(Exercise materials)
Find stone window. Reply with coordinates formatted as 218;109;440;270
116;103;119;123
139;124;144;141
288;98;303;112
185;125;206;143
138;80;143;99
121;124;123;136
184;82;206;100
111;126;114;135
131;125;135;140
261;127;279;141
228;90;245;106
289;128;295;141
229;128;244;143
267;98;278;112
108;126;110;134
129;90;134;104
(End Exercise materials)
Exercise instructions -> Each record must be output word for word.

Your response ->
Find stone window. Reply with coordinates formatted as 218;109;440;270
116;103;119;123
139;124;144;141
288;98;303;112
185;125;206;143
138;80;143;99
121;124;123;136
184;82;206;100
111;126;114;135
131;125;135;140
261;127;279;141
228;90;245;106
289;128;295;141
229;128;244;143
267;98;278;112
108;126;110;134
129;90;134;104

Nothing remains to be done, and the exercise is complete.